#### [Excerpted text]
+--

Then so could the replacement hard drive, any USB sticks you buy, any USB connecting peripheral, etc.


Not quite, there is already heavy protection against nasty peripheral devices.


I don't think so. Certainly not for any peripheral that is allowed to do DMA. Though plugging in a malicious firewire peripheral is a lot more practical than replacing the battery...

http://www.hermann-uwe.de/blog/physical-memory-attacks-via-f...


When there's already semi-legitimate worries that the Chinese government could have spyware chips installed on computer motherboards, this would be a lot more malicious, easier to perform and initially far less detectable.

From the post, the author says the battery could repeatedly install malware or spyware to your computer.

What would be more worrying is if someone found a way to hack directly to you battery. IE a virus you get installs itself to your battery as its resurrection method rather than in a system file. Worse yet would be if someone maliciously wrote a virus that caused your battery to overcharge a month down the road.

Imagine all those stupid MSN virus' if they could fry your laptop battery.


You don't need a government's resources. You need a programmable firewire device, like an embedded Linux device. You also need ten seconds of physical access to their FireWire port. That's a lot easier than hacking a battery and convincing the target to use the battery.


Even Charlie Miller says he doesn't know how you would embed malware on a device using this attack.

That's of course beyond the point that a great many other things you buy at a computer store could more easily contain malware.


How is that different from hacking the ASIC of the network card?

+--

#### [Data shown]
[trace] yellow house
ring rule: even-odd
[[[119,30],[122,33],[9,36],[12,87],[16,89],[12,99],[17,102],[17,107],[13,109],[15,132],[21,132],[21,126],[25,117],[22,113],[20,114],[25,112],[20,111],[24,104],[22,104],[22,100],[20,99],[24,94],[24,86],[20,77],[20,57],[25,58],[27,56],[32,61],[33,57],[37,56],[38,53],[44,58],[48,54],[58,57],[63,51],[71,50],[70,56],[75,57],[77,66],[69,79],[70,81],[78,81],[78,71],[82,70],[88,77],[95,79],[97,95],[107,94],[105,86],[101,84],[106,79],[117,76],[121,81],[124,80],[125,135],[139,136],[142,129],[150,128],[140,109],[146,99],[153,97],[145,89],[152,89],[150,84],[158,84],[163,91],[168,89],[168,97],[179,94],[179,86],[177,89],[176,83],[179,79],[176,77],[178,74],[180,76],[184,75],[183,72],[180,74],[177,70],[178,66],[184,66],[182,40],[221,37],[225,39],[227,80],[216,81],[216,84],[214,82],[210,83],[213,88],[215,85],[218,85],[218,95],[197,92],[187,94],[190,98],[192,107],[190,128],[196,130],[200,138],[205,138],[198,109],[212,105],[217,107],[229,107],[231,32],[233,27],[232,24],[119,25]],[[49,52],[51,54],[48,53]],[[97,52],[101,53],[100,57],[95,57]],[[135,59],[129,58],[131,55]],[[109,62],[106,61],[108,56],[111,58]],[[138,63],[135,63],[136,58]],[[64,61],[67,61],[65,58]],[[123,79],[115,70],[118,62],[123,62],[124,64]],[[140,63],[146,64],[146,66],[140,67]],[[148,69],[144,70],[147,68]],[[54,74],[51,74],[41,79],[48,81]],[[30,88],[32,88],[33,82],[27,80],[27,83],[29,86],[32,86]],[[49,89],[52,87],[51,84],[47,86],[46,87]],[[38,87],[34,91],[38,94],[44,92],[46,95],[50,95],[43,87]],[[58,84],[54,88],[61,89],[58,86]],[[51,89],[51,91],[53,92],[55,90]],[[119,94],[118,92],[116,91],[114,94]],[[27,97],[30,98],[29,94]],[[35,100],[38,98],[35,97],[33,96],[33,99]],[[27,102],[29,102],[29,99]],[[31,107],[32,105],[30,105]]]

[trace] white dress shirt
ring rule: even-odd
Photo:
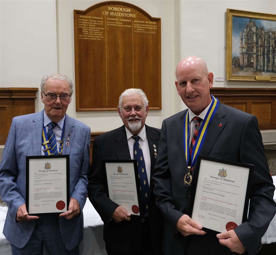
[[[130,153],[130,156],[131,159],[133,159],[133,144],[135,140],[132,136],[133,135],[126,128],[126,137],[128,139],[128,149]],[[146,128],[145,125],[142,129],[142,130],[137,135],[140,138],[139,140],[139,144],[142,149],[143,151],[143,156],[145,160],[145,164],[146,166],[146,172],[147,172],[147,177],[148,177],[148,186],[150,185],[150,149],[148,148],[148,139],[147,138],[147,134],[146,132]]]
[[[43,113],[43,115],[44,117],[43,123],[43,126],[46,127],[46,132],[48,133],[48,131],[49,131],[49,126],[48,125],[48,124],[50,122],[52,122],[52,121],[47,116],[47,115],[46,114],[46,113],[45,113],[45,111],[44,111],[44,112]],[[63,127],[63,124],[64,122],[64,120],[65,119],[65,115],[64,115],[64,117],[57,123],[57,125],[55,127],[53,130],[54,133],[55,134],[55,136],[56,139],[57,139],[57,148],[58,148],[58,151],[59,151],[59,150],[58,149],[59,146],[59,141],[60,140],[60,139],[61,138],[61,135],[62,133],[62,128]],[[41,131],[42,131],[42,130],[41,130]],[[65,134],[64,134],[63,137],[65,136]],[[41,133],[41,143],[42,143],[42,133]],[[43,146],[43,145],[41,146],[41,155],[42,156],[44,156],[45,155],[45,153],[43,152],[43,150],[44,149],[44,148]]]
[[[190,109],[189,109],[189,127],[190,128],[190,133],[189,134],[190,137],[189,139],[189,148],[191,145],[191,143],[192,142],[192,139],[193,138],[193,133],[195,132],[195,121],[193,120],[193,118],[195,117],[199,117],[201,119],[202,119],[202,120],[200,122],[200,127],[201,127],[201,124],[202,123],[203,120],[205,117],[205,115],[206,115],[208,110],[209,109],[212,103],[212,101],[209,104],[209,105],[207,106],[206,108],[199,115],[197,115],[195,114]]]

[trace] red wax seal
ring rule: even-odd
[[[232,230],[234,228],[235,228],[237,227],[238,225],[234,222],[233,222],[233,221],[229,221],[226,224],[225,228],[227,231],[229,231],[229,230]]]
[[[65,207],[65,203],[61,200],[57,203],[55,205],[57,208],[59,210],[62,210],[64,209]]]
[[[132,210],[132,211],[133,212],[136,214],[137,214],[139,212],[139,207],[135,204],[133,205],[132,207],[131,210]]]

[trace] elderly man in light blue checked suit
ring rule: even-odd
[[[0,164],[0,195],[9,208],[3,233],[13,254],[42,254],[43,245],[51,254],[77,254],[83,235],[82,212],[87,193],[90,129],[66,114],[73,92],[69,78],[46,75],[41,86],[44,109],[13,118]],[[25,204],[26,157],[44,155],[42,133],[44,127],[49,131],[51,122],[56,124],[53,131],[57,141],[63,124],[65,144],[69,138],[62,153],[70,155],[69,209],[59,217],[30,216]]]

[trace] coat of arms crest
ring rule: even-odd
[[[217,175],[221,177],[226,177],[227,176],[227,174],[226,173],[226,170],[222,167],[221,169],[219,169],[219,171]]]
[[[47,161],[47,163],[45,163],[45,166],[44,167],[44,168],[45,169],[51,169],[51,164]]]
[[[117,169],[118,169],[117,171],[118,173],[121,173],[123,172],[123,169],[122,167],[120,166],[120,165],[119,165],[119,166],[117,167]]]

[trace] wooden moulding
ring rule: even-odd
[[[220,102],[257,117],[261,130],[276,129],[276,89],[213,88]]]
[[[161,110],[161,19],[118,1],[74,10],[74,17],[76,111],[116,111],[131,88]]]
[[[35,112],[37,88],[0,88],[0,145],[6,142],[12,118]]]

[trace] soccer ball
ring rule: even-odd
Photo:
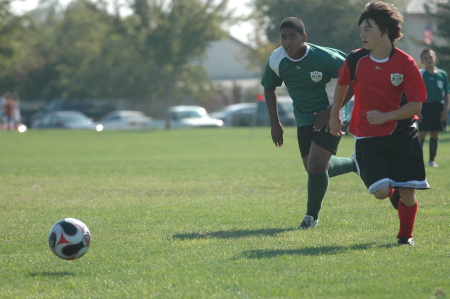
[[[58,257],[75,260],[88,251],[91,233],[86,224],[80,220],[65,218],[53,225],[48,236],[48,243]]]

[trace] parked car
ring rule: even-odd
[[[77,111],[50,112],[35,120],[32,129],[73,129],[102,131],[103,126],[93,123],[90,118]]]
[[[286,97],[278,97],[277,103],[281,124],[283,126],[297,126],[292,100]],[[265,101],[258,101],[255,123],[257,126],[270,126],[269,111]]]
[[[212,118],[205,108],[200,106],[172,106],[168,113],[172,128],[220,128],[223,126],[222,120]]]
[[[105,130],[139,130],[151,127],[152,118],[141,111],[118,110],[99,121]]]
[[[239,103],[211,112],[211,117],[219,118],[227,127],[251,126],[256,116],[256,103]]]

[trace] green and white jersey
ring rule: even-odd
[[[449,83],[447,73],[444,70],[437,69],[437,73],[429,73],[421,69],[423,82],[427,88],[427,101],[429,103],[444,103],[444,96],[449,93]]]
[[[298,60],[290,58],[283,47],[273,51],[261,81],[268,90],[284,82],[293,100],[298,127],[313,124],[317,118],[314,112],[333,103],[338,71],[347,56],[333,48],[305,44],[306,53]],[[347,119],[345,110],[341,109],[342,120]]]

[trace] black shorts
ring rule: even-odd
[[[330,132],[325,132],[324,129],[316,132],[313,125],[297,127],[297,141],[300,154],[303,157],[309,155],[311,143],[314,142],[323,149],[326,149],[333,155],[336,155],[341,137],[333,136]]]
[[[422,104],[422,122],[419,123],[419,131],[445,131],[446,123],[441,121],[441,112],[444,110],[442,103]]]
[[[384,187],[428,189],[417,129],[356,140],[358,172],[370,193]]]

+--

#### [Exercise requirements]
1. Retype the stretch of the battery malware discussion from "From the post, the" through "use the battery.".
2. Answer these questions from the battery malware discussion.
(a) How long must someone have physical access to a FireWire port?
(b) According to the post's author, what could the battery repeatedly install on a computer?
(c) Who says he doesn't know how malware would be embedded on a device using this attack?
The entries have no connection to the battery malware discussion.

#### [Exercise solutions]
1.
From the post, the author says the battery could repeatedly install malware or spyware to your computer.

What would be more worrying is if someone found a way to hack directly to you battery. IE a virus you get installs itself to your battery as its resurrection method rather than in a system file. Worse yet would be if someone maliciously wrote a virus that caused your battery to overcharge a month down the road.

Imagine all those stupid MSN virus' if they could fry your laptop battery.


You don't need a government's resources. You need a programmable firewire device, like an embedded Linux device. You also need ten seconds of physical access to their FireWire port. That's a lot easier than hacking a battery and convincing the target to use the battery.

2.
(a) Ten seconds.
(b) Malware or spyware.
(c) Charlie Miller.